◆ WHAT THE TASK REQUIRES: Could you rewrite each of the entries below with every instance of "text query" changed to "label query" and everything else left unchanged, omitting the pictures from your answer?

◆ STORED ROWS:
--------------------

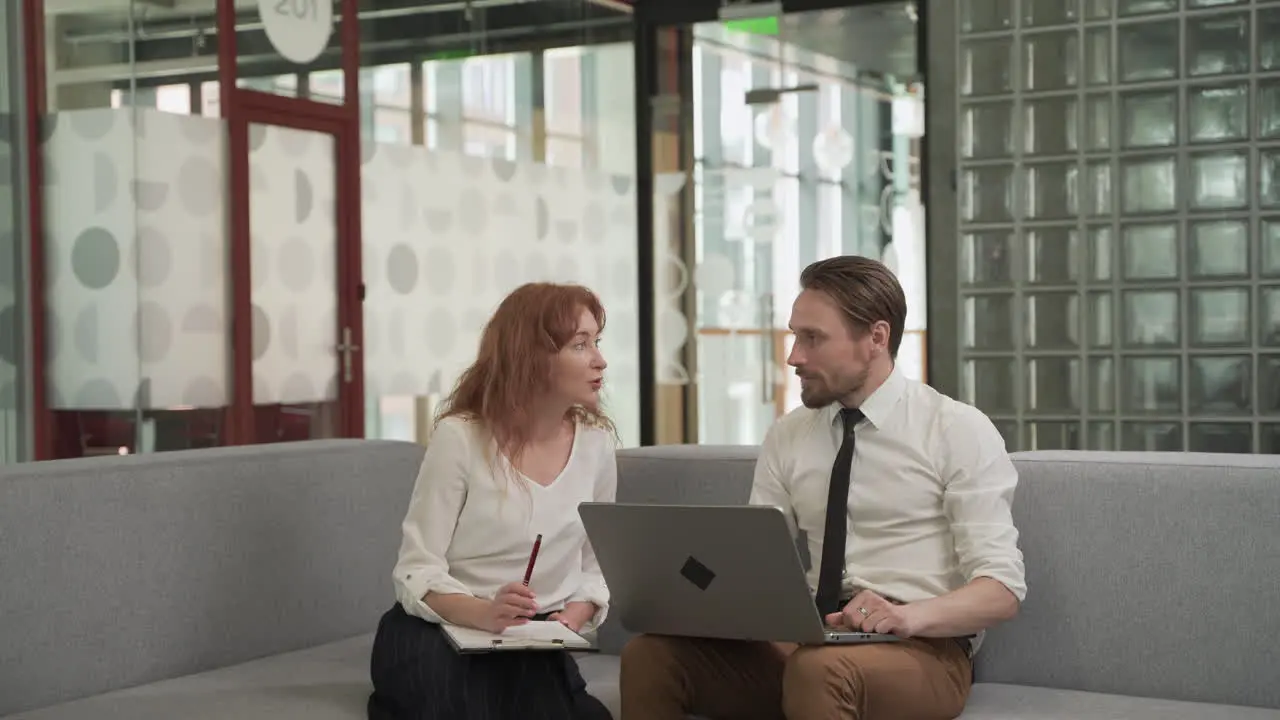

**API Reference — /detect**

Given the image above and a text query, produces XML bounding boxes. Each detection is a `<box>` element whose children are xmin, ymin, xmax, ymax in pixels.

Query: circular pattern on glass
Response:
<box><xmin>72</xmin><ymin>227</ymin><xmax>120</xmax><ymax>290</ymax></box>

--------------------

◆ EXERCISE OUTPUT:
**API Reference — /detect**

Given the image above and a label query, produces XML bounding boxes. Each detection is a `<box>` element whose children are xmin, ymin, xmax, ymax in pixels.

Query: circular pattern on glass
Response:
<box><xmin>72</xmin><ymin>227</ymin><xmax>120</xmax><ymax>290</ymax></box>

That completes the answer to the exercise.